__DIRECTIONS FOR THIS TASK__:
Return the rows below verbatim, line for line, omitting the pictures.

(Bounding box annotation entries)
======
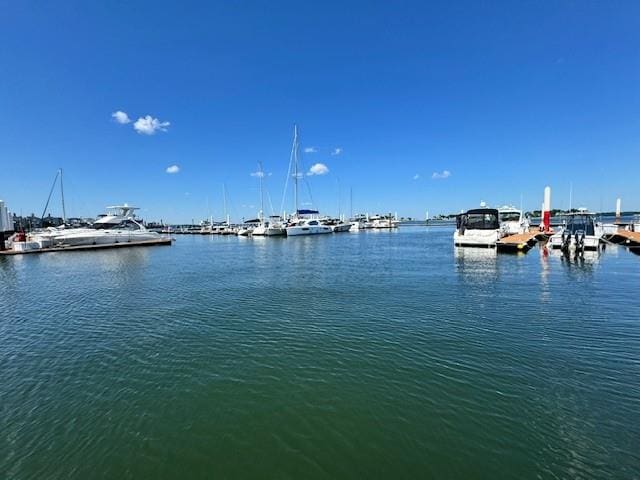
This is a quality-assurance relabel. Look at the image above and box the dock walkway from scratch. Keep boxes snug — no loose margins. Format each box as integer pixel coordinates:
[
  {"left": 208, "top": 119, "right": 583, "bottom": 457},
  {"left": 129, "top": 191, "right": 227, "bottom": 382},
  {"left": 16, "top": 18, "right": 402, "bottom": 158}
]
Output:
[{"left": 0, "top": 238, "right": 173, "bottom": 255}]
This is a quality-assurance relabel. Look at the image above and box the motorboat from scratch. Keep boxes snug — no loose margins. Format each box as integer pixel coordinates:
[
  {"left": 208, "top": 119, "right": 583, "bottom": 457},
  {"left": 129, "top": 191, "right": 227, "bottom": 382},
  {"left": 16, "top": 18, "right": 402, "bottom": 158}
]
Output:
[
  {"left": 286, "top": 210, "right": 333, "bottom": 237},
  {"left": 453, "top": 208, "right": 501, "bottom": 247},
  {"left": 26, "top": 204, "right": 162, "bottom": 248},
  {"left": 369, "top": 214, "right": 400, "bottom": 228},
  {"left": 498, "top": 205, "right": 530, "bottom": 236},
  {"left": 237, "top": 225, "right": 254, "bottom": 237},
  {"left": 253, "top": 215, "right": 287, "bottom": 237},
  {"left": 548, "top": 209, "right": 604, "bottom": 253}
]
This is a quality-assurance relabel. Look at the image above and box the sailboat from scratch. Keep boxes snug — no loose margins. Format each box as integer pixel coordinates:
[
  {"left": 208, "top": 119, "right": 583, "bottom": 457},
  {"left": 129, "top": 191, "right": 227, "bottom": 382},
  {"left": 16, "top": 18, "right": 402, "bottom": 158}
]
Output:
[
  {"left": 251, "top": 162, "right": 287, "bottom": 237},
  {"left": 287, "top": 125, "right": 333, "bottom": 236}
]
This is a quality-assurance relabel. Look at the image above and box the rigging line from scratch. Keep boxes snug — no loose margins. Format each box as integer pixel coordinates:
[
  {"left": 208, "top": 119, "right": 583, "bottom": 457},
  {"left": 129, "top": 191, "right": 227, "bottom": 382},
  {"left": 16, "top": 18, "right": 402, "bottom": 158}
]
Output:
[
  {"left": 40, "top": 170, "right": 60, "bottom": 220},
  {"left": 279, "top": 130, "right": 296, "bottom": 214}
]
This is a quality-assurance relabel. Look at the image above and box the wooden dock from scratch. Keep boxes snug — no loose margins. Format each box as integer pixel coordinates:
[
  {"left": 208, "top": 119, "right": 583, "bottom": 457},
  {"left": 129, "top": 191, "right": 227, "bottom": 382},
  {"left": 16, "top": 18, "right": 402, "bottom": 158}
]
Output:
[
  {"left": 496, "top": 231, "right": 548, "bottom": 253},
  {"left": 0, "top": 238, "right": 173, "bottom": 256},
  {"left": 607, "top": 229, "right": 640, "bottom": 249}
]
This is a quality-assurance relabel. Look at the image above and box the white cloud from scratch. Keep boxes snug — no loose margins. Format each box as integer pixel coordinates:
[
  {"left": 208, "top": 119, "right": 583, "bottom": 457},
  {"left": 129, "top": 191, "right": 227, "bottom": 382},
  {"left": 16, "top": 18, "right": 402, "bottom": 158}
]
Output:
[
  {"left": 431, "top": 170, "right": 451, "bottom": 180},
  {"left": 133, "top": 115, "right": 171, "bottom": 135},
  {"left": 111, "top": 110, "right": 131, "bottom": 125},
  {"left": 307, "top": 163, "right": 329, "bottom": 175}
]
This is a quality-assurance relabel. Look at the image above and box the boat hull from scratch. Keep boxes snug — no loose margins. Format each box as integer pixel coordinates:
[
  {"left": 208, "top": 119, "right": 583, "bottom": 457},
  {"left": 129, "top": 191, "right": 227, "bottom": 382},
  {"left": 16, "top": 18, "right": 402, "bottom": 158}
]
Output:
[
  {"left": 287, "top": 225, "right": 333, "bottom": 237},
  {"left": 253, "top": 227, "right": 287, "bottom": 237}
]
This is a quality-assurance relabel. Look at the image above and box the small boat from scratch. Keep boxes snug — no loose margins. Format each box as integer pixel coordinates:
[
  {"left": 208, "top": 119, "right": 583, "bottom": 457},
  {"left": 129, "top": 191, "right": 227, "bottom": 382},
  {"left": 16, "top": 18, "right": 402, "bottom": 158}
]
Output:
[
  {"left": 237, "top": 226, "right": 254, "bottom": 237},
  {"left": 453, "top": 208, "right": 501, "bottom": 247},
  {"left": 349, "top": 214, "right": 371, "bottom": 232},
  {"left": 548, "top": 209, "right": 604, "bottom": 253}
]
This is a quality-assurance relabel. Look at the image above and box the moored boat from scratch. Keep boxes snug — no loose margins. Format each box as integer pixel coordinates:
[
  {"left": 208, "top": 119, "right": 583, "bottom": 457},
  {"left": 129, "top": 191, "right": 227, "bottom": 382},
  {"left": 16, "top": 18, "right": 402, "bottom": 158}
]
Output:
[
  {"left": 548, "top": 209, "right": 604, "bottom": 253},
  {"left": 453, "top": 208, "right": 500, "bottom": 247}
]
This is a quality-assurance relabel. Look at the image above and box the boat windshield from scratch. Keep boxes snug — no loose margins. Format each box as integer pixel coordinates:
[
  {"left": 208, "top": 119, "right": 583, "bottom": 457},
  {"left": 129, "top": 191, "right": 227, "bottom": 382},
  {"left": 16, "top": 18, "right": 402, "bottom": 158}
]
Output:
[
  {"left": 500, "top": 212, "right": 520, "bottom": 222},
  {"left": 566, "top": 215, "right": 595, "bottom": 235}
]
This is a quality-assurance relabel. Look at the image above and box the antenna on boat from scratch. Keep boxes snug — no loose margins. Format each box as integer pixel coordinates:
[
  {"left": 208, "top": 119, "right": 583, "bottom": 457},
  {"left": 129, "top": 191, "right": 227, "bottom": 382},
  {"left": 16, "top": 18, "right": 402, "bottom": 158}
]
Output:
======
__FULL OUTPUT__:
This is a quality-assurance relabel. Look at the image above and box the dock walkway from scratch. Keep boxes snug — no loose margins. Format each box as integer pixel coordinates:
[
  {"left": 208, "top": 119, "right": 583, "bottom": 457},
  {"left": 129, "top": 191, "right": 227, "bottom": 382},
  {"left": 16, "top": 18, "right": 402, "bottom": 158}
]
Output:
[{"left": 0, "top": 238, "right": 173, "bottom": 255}]
This is a quality-assurance relabel. Look at the image above and box the motorboat from scratch. Keep boxes snug — no loose margins. Format each box as integer pixel coordinates:
[
  {"left": 208, "top": 119, "right": 583, "bottom": 457},
  {"left": 129, "top": 191, "right": 227, "bottom": 382},
  {"left": 16, "top": 18, "right": 402, "bottom": 158}
]
Output:
[
  {"left": 286, "top": 210, "right": 333, "bottom": 237},
  {"left": 453, "top": 208, "right": 501, "bottom": 247},
  {"left": 26, "top": 204, "right": 162, "bottom": 248},
  {"left": 369, "top": 214, "right": 400, "bottom": 228},
  {"left": 498, "top": 205, "right": 530, "bottom": 236},
  {"left": 237, "top": 225, "right": 254, "bottom": 237},
  {"left": 253, "top": 215, "right": 287, "bottom": 237},
  {"left": 548, "top": 209, "right": 604, "bottom": 253}
]
This is a quality-assurance relabel. Look at the image above and box the sailboat from scratch. Keep boxes snug — no loose margins. Format each box as integer pixel coordinates:
[
  {"left": 208, "top": 119, "right": 583, "bottom": 457},
  {"left": 129, "top": 191, "right": 227, "bottom": 382},
  {"left": 16, "top": 18, "right": 402, "bottom": 158}
]
Output:
[
  {"left": 251, "top": 162, "right": 287, "bottom": 237},
  {"left": 287, "top": 125, "right": 333, "bottom": 236}
]
This is a quality-assurance relabel. Look at the image above and box the rigging line from scratch. Keep boxes snug — no loose margins. Format each box as integer pixel coordinates:
[
  {"left": 208, "top": 119, "right": 583, "bottom": 457},
  {"left": 129, "top": 191, "right": 227, "bottom": 382},
  {"left": 16, "top": 18, "right": 402, "bottom": 158}
]
Output:
[
  {"left": 40, "top": 170, "right": 60, "bottom": 220},
  {"left": 279, "top": 130, "right": 296, "bottom": 214}
]
This is a quality-assurance relabel. Look at the image above and box the wooden dock from scratch. Keep boxes snug — no loose margins. Format each box as integer pixel coordinates:
[
  {"left": 208, "top": 119, "right": 583, "bottom": 457},
  {"left": 129, "top": 191, "right": 227, "bottom": 382},
  {"left": 16, "top": 18, "right": 402, "bottom": 158}
]
Output:
[
  {"left": 496, "top": 231, "right": 548, "bottom": 253},
  {"left": 0, "top": 238, "right": 173, "bottom": 256},
  {"left": 607, "top": 229, "right": 640, "bottom": 249}
]
This is a quality-assurance relabel. Look at the image above and box the white cloud from scratch. Keep boxes snug — no loose margins. Format each box as integer pixel coordinates:
[
  {"left": 208, "top": 119, "right": 583, "bottom": 457},
  {"left": 129, "top": 191, "right": 227, "bottom": 382},
  {"left": 16, "top": 18, "right": 402, "bottom": 158}
]
Output:
[
  {"left": 431, "top": 170, "right": 451, "bottom": 180},
  {"left": 133, "top": 115, "right": 171, "bottom": 135},
  {"left": 111, "top": 110, "right": 131, "bottom": 125},
  {"left": 307, "top": 163, "right": 329, "bottom": 175}
]
This is a quality-assurance relabel. Look at the image above and box the boat hull from scratch. Keep boxes snug — no loose margins. Format each box as integer pixel coordinates:
[
  {"left": 208, "top": 119, "right": 583, "bottom": 457},
  {"left": 129, "top": 191, "right": 227, "bottom": 382},
  {"left": 16, "top": 18, "right": 402, "bottom": 158}
]
Output:
[
  {"left": 287, "top": 225, "right": 333, "bottom": 237},
  {"left": 253, "top": 227, "right": 287, "bottom": 237}
]
This is a quality-assurance relabel. Look at the image above and box the small boat from scratch. Keep boxes snug — no loose margins. Format each box as integer pixel coordinates:
[
  {"left": 208, "top": 119, "right": 583, "bottom": 457},
  {"left": 129, "top": 191, "right": 227, "bottom": 382},
  {"left": 16, "top": 18, "right": 402, "bottom": 158}
]
Output:
[
  {"left": 237, "top": 226, "right": 254, "bottom": 237},
  {"left": 453, "top": 208, "right": 501, "bottom": 247},
  {"left": 349, "top": 214, "right": 371, "bottom": 232},
  {"left": 548, "top": 209, "right": 604, "bottom": 253}
]
This is a quality-assurance relabel. Look at the image above and box the moored boat from scratch. Keep boxes snug — no loose margins. Format each box as integer pixel coordinates:
[
  {"left": 208, "top": 119, "right": 583, "bottom": 457},
  {"left": 129, "top": 191, "right": 227, "bottom": 382},
  {"left": 16, "top": 18, "right": 402, "bottom": 158}
]
Output:
[
  {"left": 548, "top": 209, "right": 604, "bottom": 253},
  {"left": 453, "top": 208, "right": 500, "bottom": 247}
]
This is a quality-assurance relabel. Look at the image above and box the boat windshield from scratch. Keep boxes snug — no loose margins. Format each box as integer pixel coordinates:
[
  {"left": 208, "top": 119, "right": 583, "bottom": 457},
  {"left": 129, "top": 191, "right": 227, "bottom": 382},
  {"left": 16, "top": 18, "right": 402, "bottom": 158}
]
Output:
[
  {"left": 500, "top": 212, "right": 520, "bottom": 222},
  {"left": 566, "top": 215, "right": 595, "bottom": 235}
]
This is a quality-assurance relabel. Look at the image above and box the antenna on boat from scratch. Keep boxes snug — no loose margins. Format each box as integer pixel coordinates:
[
  {"left": 208, "top": 119, "right": 583, "bottom": 457},
  {"left": 129, "top": 191, "right": 227, "bottom": 382},
  {"left": 16, "top": 18, "right": 402, "bottom": 158}
]
Output:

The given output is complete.